═════ Seçilen metin

14 Temmuz’dan sonra Esat Oktay teslim oldu

Dosya Haberleri —

Amed Zindanı eylem

Amed Zindanı eylem

Amed Zindanı tanıklarından ve şimdilerde İsviçre Kürt Enstitüsü Yönetim Kurulu Üyesi olan İrfan Babaoğlu ile Amed 5 Nolu Zindanı'ndaki 1984 Ocak Direnişi’ni konuştuk:

  • Zindan direnişi, “İnsanlık onuru işkenceyi yenecek” diye haykıran tutsakları haklı çıkardı. Tutsaklar borçlu olduğu halkına karşı mahcup olmadı. Zindan direnişi bayrağını, dışarının engin dağ ve ovalarında yürüyen halkın özgürlük mücadelesinin temsilcilerine teslim etti. Ocak 1984 direnişinin tarihi rolü budur.
  • Çok yönlü bir meydan muharebesiydi. Bu çarpışmada yine direnenler kazandı. Belki bu tarihten sonra da zindanlarda işkence eksik olmadı. Tutsaklar belki içerde, zindanda kalmaya devam ettiler. Ama bu direnişlerden sonra asla bir daha zindanlarda teslimiyet yer bulamadı. Oralar hep direnişin, üretimin, kendini geliştirmenin yerleri olarak kaldı.
  • O acıları, işkenceleri yaşayan ve buna karşı direnenler olarak herkes, 5 Nolu Zindanı’nın müze olması konusunda hemfikirdir. Ancak müze fikri darbecilerin devamcılarına bırakılmayacak kadar ciddi bir fikirdir. Bu fikre halklar, parti ve gruplar sahip çıkmalı. O direnişi yaratanlar birlik ve beraberliğin nelere kadir olduğunu iyi bilirler.

REWŞAN DENİZ

Türkiye tarihinde derin izler bırakan ve en karanlık dönemi olarak bilinen 12 Eylül Askeri Cuntası döneminde, Amed 5 Nolu Zindanı, işkence, kötü muamele ve idamların gerçekleştiği bir merkez haline gelmişti. Amed 5 Nolu Zindanı, Kürtlüğe ve Kurdistan’a dair tüm hakikatlerin bitirilmesi için Türk devleti tarafından henüz 12 Eylül Darbesi gerçekleştirilmeden önce hazırlanmış, laboratuvar işlevi gören bir cezaevi planlanmıştı. Farklı örgütlerden ve kentlerden getirilen Kürtleri, “Türkleştirmek” ve devrimci iradelerini hiçleştirmek amaçlanıyordu. Bunun için her türlü insanlık dışı işkence yöntemlerine başvurdular. Bu yüzdendir 5 Nolu'yu 1980-1984 arası yaşananları tanımlamak için 'vahşet dönemi' tabiri kullanılır. Tüm bu saldırı ve işkencelerin içinde PKK'nin öncü kadroları cezaevi koşullarına karşı görkemli bir direniş göstererek tarihin akışını değiştirdi. Artık 5 No'lu, sadece bir zulüm merkezi olmanın ötesinde, direnişin simgesi olarak anılıyor. Bu direniş, toplumda adalet ve özgürlük taleplerine duyulan özlemi güçlendirdi ve Türkiye'nin siyasi tarihinde önemli bir yer edindi. Amed Zindanı tanıklarından ve şimdilerde İsviçre Kürt Enstitüsü Yönetim Kurulu Üyesi olan İrfan Babaoğlu ile 1984 Ocak Direnişi’ni ve 5 Nolu’nun müze olması taleplerini konuştuk.

══════════
═════ Kayıtlı veriler

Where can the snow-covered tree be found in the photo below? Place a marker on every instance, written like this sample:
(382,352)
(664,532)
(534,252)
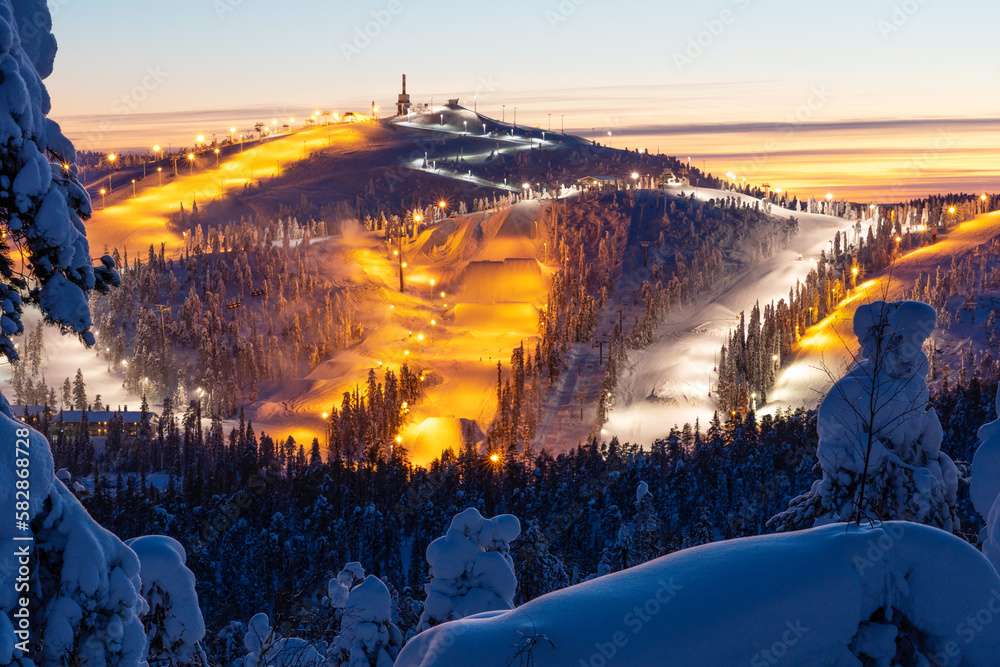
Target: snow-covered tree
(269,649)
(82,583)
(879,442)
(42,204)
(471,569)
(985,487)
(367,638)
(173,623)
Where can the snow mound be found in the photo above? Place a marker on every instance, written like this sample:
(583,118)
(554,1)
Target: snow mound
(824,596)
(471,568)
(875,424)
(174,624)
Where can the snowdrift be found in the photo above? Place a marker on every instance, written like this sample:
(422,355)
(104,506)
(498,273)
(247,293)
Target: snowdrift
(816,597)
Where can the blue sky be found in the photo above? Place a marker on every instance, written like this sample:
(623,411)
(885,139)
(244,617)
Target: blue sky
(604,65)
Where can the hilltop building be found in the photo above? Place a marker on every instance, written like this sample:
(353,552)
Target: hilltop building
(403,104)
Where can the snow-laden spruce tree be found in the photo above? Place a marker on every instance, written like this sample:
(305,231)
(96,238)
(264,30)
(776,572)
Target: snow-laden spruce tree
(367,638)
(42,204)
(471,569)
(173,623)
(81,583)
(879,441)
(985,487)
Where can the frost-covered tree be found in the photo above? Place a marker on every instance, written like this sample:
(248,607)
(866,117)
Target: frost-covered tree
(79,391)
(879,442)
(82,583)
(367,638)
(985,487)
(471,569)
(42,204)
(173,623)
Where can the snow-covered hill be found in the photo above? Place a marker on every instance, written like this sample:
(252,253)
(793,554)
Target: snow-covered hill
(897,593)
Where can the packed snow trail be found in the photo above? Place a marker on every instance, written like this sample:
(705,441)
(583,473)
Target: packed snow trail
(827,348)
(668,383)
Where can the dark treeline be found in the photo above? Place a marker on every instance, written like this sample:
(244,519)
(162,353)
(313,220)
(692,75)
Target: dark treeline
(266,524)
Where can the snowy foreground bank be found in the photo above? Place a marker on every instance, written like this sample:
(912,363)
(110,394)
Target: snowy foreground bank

══════════
═════ Kayıtlı veriler

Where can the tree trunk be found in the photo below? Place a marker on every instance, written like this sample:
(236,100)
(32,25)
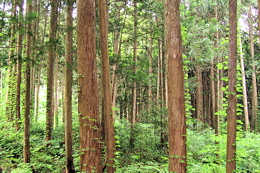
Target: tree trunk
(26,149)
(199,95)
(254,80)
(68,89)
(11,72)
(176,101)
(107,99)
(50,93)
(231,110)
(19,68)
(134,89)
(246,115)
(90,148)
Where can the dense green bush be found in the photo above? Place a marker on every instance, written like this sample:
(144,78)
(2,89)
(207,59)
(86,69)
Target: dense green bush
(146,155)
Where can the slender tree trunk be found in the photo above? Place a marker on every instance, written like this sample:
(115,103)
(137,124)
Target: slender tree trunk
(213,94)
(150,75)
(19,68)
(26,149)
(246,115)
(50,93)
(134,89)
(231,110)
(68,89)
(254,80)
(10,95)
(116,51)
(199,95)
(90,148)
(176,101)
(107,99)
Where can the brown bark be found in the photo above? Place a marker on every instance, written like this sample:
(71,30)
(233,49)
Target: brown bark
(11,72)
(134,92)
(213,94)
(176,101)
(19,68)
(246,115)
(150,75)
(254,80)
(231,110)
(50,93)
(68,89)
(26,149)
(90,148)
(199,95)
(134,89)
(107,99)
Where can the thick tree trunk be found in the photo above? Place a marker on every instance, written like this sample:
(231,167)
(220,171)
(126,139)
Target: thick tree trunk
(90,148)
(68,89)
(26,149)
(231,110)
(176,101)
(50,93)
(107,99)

══════════

5 Nolu Zindanı metnindeki “Türkiye tarihinde derin izler bırakan” diye başlayan paragrafı, ana bilgilerini koruyarak daha kısa biçimde yeniden yazar mısın? Bu öğeler başka bir kaynaktan alınmıştır.

◆ Yanıt
12 Eylül Askeri Cuntası döneminde Amed 5 Nolu Zindanı işkence, kötü muamele ve idamların merkezi oldu. Türk devleti bu cezaevini darbeden önce, Kürtlüğe ve Kurdistan'a dair tüm hakikatleri bitirmek için laboratuvar işlevi görecek şekilde planlamıştı. Amaç, farklı örgüt ve kentlerden getirilen Kürtleri "Türkleştirmek" ve devrimci iradelerini hiçleştirmekti. Bunun için her türlü insanlık dışı işkenceye başvuruldu. Bu yüzden 1980-1984 arası "vahşet dönemi" diye anılır. PKK'nin öncü kadroları bu koşullara karşı görkemli bir direniş gösterip tarihin akışını değiştirdi. Zindan artık bir direniş simgesi sayılıyor. Bu direniş, adalet ve özgürlük özlemini güçlendirdi ve Türkiye'nin siyasi tarihinde önemli bir yer edindi. Amed Zindanı tanıklarından, İsviçre Kürt Enstitüsü Yönetim Kurulu Üyesi İrfan Babaoğlu ile 1984 Ocak Direnişi ve zindanın müze olması talepleri konuşuldu.